-- Raw data follows --

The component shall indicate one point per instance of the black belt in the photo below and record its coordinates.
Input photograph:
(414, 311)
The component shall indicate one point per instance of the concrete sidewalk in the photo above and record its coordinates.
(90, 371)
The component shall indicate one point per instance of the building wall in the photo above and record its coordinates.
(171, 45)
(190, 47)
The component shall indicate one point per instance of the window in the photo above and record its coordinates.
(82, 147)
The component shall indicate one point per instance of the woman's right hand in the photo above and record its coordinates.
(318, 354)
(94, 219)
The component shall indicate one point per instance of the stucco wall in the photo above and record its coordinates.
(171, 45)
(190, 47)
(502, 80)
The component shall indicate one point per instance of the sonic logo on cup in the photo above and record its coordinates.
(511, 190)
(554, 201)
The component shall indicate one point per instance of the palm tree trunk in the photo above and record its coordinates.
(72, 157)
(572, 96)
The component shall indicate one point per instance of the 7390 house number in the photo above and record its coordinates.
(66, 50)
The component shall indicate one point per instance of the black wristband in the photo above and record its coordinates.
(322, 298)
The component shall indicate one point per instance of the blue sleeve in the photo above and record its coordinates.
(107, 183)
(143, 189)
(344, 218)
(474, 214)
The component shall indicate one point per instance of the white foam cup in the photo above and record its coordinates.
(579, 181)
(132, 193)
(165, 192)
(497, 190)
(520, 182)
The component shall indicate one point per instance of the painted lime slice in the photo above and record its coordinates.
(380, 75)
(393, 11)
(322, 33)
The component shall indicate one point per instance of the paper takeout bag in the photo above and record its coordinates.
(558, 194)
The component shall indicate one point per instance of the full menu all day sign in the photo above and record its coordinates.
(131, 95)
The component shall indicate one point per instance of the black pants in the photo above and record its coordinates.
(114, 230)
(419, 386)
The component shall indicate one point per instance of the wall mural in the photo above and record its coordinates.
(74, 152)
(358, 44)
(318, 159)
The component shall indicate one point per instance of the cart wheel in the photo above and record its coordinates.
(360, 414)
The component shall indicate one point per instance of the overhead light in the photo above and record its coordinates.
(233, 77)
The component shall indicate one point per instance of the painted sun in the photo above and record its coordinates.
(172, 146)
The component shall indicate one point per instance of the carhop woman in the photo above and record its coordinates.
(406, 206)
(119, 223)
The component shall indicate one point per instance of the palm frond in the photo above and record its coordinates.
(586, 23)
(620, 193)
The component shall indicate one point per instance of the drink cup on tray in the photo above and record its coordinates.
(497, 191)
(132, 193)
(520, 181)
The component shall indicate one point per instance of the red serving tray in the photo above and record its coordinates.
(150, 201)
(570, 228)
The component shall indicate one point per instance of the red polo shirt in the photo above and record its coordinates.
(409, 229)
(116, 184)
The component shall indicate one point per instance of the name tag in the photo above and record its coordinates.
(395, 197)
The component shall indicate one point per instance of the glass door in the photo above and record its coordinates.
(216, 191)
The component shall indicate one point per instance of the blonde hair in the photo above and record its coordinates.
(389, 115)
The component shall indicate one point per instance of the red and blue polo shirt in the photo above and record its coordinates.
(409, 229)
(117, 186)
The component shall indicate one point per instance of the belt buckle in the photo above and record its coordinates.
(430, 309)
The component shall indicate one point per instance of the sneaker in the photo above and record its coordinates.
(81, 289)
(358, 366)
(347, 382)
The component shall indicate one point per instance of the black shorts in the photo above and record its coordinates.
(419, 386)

-- Raw data concluded --

Would you copy each line of the data exactly as it appears above?

The component shall indicate one point per instance of the black belt in the photo below and record its coordinates.
Input photograph:
(414, 311)
The component shall indicate one point per instance of the concrete sidewalk in the photo above and record its coordinates.
(90, 371)
The component shall indicate one point per instance of the building wall in the photo above and record its coordinates.
(171, 45)
(190, 47)
The component shall indicate one point per instance of the window in the photo above and record its coordinates.
(82, 147)
The component shall indicate one point per instance of the woman's right hand in the photo above and record its coordinates.
(318, 354)
(94, 219)
The component shall indicate one point per instance of the stucco wall in the photo above and record its coordinates.
(171, 45)
(190, 47)
(502, 80)
The component shall indicate one point per instance of the sonic logo on cup in the photo above and record its coordinates.
(511, 190)
(554, 201)
The component shall indicate one point per instance of the palm tree trunk in the photo above and record its coordinates.
(72, 157)
(572, 96)
The component shall indicate one point per instance of the 7390 house number in the photo above and record its coordinates.
(66, 50)
The component shall indicate one point per instance of the black wristband in the photo above and record its coordinates.
(322, 298)
The component shall indicate one point per instance of the blue sleeve in the photo above and record its coordinates.
(107, 183)
(143, 189)
(344, 218)
(474, 214)
The component shall indicate one point per instance of the white foam cup in the photo above and record its coordinates.
(579, 181)
(132, 193)
(165, 192)
(497, 190)
(520, 182)
The component shall indicate one point per instance of the painted lime slice in the photo above and record its coordinates.
(380, 75)
(393, 11)
(322, 33)
The component shall indicate one point per instance of the paper takeout bag in the photo above and record its coordinates.
(558, 194)
The component shall indicate one point per instance of the full menu all day sign in the photo above and record its coordinates.
(131, 95)
The component shall indicate one point per instance of the black pants in the photo above and record its coordinates.
(114, 230)
(419, 386)
The component shall indicate one point per instance of the wall mural in the photo above and record its coordinates.
(74, 152)
(358, 44)
(318, 159)
The component shall indicate one point per instance of the cart wheel in the photo above and record its coordinates.
(360, 414)
The component shall indicate one point per instance of the overhead light in the photo above and record its coordinates.
(233, 77)
The component shall indicate one point per instance of the painted sun in the photo above and record its coordinates.
(172, 146)
The component shall indicate one point per instance of the carhop woman in the photo above and record its coordinates.
(406, 206)
(119, 223)
The component shall indicate one point per instance of the palm frond in the photo above and record its coordinates.
(586, 23)
(620, 193)
The component shall indicate one point per instance of the drink cup on tray in the photo above and record its coordinates.
(497, 191)
(132, 193)
(520, 181)
The component shall indicate one point per instance of the red serving tray in the photo above and record its coordinates.
(150, 201)
(570, 228)
The component shall indicate one point per instance of the red polo shirt in the photo above and record its coordinates.
(409, 229)
(116, 184)
The component shall indicate one point per instance of the name tag in the photo above and record its coordinates.
(395, 197)
The component shall indicate one point per instance of the glass door in the photo above and record its coordinates.
(216, 191)
The component shall indicate one point per instance of the blonde hair in the photo above and record its coordinates.
(389, 115)
The component shall indicate one point per instance of the red and blue polo shirt in the photo above and record its coordinates.
(409, 229)
(117, 186)
The component shall indicate one point per instance of the belt buckle in the photo above and record its coordinates.
(430, 309)
The component shall indicate one point per instance of the sneaker in the photo above and record its coordinates.
(81, 289)
(358, 366)
(347, 382)
The component shall indicate one point per instance of the black shorts in the photo above and record its coordinates.
(419, 386)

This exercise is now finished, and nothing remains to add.